> **Entries provided**
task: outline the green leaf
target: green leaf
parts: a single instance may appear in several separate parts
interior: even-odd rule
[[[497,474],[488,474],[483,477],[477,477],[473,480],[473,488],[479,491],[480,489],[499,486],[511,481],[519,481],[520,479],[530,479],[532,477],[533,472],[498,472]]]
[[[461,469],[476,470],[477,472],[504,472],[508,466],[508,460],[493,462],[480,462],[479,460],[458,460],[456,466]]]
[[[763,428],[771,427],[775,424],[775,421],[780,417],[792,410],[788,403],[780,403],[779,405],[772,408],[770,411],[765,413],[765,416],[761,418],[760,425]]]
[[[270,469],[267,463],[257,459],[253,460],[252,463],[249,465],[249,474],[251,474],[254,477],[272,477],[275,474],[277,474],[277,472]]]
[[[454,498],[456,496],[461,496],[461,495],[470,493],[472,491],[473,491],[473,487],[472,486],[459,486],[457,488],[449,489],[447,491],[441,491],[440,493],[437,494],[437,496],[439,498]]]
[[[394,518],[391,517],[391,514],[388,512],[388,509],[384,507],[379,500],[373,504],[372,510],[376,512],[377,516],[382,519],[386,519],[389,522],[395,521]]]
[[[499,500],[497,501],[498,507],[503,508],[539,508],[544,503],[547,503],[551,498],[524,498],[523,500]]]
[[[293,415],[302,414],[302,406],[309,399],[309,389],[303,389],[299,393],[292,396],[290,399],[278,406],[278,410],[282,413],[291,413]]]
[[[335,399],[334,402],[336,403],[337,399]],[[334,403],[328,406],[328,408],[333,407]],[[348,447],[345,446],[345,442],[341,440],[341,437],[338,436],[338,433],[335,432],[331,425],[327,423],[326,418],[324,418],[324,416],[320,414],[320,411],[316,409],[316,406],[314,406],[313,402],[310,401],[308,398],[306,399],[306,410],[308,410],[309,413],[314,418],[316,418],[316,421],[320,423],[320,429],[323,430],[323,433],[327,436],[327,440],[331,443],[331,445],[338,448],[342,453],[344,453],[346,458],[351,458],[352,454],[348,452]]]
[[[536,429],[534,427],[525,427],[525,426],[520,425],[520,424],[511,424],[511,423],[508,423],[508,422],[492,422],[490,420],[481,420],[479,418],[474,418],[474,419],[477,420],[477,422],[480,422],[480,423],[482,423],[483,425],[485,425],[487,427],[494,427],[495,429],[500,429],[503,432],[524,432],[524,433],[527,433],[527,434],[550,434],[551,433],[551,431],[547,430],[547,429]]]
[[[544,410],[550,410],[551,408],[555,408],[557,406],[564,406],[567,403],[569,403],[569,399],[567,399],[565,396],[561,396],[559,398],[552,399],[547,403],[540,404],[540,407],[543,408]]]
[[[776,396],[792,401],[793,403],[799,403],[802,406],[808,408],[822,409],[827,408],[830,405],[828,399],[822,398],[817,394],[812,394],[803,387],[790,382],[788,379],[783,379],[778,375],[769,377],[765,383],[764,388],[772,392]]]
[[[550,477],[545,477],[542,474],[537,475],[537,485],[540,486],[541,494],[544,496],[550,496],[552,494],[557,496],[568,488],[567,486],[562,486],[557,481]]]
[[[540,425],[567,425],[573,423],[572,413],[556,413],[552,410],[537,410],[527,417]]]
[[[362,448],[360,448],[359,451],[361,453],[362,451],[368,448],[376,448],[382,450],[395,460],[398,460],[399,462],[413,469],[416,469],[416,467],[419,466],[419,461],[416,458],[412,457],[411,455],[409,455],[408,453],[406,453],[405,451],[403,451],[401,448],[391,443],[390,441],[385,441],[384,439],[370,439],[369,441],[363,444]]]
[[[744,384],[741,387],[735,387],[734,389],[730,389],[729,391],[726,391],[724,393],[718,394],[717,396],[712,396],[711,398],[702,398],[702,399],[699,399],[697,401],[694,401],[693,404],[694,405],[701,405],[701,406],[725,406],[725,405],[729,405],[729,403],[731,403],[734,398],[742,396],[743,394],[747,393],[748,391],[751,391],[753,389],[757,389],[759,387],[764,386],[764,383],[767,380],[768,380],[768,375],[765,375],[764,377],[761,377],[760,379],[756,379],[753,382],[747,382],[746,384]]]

> **About this task**
Identify every line above with the string "green" in it. Copy those lines.

> **Reply to the task**
task: outline the green leaf
target: green leaf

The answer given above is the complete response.